[SOURCE DATA]
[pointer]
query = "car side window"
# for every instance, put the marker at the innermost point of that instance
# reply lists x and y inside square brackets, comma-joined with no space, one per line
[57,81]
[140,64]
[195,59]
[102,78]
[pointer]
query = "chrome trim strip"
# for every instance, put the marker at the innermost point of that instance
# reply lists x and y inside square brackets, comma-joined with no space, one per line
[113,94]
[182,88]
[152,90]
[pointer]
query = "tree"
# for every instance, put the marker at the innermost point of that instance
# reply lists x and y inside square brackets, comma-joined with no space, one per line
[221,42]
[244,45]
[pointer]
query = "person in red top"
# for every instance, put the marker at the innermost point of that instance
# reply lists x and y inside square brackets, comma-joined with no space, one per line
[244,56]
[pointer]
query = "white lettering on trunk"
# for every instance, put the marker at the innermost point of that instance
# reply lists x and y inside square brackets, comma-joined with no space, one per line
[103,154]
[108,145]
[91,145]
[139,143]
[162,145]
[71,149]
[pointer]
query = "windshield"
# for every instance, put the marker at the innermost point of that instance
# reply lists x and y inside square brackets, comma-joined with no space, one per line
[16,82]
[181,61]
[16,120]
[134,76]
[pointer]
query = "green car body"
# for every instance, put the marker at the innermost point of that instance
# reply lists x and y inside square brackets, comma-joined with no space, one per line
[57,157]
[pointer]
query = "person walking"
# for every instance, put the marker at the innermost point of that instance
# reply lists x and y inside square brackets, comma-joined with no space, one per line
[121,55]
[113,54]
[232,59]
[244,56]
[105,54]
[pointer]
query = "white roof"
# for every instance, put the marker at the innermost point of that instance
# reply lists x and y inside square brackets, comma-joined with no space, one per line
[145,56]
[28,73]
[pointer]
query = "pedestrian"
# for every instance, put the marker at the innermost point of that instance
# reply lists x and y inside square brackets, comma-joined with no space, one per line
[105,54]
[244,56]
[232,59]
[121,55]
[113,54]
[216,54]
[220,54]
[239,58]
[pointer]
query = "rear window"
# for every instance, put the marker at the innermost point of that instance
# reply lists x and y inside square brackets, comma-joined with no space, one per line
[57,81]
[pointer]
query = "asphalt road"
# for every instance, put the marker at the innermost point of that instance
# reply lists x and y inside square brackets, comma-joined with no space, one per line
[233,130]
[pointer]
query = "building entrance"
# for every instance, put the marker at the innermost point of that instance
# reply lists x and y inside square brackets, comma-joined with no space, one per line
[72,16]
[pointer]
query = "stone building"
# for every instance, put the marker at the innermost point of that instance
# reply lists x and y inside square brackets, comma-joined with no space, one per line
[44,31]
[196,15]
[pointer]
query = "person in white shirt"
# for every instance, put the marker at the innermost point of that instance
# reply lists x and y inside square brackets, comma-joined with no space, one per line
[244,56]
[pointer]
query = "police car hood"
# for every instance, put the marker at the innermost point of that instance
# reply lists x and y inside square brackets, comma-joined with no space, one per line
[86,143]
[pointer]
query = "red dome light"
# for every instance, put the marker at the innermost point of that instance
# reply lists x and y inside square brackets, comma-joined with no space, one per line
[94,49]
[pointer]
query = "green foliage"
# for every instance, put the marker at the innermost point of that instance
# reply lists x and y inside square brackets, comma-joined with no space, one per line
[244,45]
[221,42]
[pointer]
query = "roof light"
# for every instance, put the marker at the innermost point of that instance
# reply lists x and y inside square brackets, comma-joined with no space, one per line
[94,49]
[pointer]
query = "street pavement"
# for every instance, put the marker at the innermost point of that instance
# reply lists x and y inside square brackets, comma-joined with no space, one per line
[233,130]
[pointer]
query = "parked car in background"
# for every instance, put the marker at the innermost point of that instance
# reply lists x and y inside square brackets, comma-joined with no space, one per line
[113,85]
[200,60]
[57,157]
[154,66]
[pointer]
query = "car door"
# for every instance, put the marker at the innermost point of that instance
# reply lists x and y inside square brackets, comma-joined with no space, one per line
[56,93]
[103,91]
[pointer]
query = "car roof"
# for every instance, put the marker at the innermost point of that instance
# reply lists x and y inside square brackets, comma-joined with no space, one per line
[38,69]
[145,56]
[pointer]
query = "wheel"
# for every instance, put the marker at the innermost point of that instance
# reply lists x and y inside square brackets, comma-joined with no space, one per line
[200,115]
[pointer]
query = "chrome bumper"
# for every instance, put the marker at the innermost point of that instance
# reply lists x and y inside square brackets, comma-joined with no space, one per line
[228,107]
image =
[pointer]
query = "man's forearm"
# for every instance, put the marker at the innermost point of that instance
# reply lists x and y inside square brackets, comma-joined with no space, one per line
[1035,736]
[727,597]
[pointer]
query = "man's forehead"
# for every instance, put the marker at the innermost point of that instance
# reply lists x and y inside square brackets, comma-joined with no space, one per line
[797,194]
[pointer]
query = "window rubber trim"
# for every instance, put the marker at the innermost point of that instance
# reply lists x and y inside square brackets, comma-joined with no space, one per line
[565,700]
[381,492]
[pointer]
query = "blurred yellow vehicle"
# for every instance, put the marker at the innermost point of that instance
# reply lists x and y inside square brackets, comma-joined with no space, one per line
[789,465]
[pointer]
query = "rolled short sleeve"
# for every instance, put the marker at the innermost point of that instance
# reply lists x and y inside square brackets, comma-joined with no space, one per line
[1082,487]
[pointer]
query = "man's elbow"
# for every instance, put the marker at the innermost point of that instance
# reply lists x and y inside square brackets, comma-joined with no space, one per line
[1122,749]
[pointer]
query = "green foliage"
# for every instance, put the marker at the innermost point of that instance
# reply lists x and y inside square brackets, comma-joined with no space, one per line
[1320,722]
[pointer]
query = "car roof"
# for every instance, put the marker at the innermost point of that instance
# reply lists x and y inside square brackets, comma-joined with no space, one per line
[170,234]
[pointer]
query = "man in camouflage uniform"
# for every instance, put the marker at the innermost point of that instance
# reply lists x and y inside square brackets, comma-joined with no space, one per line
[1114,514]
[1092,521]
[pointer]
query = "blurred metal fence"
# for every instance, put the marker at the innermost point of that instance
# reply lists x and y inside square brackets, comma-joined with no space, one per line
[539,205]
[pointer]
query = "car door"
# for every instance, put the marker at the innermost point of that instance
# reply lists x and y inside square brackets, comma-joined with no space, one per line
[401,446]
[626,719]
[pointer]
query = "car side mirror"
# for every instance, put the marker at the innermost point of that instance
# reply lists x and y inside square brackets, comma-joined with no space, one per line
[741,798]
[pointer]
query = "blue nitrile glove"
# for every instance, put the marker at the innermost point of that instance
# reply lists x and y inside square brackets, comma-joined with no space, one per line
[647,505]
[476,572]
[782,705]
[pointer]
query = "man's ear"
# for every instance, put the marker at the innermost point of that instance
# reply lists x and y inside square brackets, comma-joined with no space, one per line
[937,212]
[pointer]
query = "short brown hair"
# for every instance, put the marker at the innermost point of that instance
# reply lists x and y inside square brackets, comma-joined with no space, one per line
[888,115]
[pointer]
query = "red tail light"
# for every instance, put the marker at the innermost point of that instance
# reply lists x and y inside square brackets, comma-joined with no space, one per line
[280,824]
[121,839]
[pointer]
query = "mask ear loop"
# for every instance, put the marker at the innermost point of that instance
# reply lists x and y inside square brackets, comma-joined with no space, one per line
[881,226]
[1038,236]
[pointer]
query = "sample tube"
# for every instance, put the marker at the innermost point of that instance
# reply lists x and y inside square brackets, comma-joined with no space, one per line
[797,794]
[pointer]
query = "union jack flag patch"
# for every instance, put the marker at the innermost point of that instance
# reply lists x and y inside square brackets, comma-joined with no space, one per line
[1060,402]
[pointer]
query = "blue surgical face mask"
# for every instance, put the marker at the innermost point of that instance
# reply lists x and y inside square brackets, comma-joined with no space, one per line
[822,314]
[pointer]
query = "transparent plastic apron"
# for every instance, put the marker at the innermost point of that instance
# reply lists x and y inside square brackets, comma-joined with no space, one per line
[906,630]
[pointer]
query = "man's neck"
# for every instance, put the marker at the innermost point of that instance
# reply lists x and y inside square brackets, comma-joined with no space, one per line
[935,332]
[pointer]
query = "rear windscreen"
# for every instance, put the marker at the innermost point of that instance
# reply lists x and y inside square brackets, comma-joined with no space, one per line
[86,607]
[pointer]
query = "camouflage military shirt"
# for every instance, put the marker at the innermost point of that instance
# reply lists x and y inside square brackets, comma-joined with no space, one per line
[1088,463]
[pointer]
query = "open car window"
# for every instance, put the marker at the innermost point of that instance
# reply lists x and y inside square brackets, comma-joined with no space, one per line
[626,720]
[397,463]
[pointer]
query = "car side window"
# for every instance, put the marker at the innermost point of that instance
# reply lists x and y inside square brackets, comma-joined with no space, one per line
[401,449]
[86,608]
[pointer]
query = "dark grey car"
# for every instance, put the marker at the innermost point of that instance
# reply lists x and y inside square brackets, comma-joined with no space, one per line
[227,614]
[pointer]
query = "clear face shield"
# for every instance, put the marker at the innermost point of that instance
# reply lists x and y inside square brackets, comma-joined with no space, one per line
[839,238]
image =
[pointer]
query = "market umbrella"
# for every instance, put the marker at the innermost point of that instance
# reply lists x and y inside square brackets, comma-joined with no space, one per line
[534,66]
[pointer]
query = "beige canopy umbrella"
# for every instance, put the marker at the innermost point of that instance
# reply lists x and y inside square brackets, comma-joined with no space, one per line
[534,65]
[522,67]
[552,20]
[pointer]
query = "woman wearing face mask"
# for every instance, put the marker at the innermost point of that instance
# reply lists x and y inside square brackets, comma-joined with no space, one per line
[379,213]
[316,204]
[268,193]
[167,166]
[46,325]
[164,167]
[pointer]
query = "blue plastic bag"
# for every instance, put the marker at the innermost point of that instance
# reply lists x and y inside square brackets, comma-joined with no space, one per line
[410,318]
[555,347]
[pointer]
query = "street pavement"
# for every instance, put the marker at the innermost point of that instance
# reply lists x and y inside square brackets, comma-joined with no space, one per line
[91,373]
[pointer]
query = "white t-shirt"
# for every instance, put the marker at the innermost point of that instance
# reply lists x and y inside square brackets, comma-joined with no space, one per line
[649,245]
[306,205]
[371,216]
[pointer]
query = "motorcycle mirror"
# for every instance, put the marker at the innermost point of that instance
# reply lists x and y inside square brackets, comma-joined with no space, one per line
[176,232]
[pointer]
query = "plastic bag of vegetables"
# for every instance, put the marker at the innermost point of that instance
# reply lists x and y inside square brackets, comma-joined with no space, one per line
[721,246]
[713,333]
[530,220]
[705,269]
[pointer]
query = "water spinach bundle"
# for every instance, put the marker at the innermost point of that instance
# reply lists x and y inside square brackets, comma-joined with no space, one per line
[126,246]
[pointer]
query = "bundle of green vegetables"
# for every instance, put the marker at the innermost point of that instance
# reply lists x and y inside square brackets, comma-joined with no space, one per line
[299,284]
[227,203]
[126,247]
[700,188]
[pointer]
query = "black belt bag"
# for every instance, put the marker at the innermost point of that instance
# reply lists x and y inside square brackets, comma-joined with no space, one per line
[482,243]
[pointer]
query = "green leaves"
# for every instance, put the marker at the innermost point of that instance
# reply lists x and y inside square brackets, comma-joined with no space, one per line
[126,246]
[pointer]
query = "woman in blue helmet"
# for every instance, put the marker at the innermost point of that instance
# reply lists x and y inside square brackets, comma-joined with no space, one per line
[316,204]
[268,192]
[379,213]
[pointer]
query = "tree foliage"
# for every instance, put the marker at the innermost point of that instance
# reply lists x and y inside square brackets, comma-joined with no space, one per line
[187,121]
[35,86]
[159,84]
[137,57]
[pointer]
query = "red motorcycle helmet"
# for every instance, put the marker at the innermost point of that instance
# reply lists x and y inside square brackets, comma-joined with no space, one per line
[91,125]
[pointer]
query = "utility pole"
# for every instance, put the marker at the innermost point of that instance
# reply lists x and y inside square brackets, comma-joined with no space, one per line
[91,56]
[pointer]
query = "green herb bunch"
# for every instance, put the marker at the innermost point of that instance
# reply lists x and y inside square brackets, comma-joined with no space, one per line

[WHAT TO DO]
Locate the string "shirt" in the listing above and copy every line where it occurs.

[TASK SOLUTION]
query = "person in white shirt"
query = "camouflage military shirt"
query = "white t-shirt"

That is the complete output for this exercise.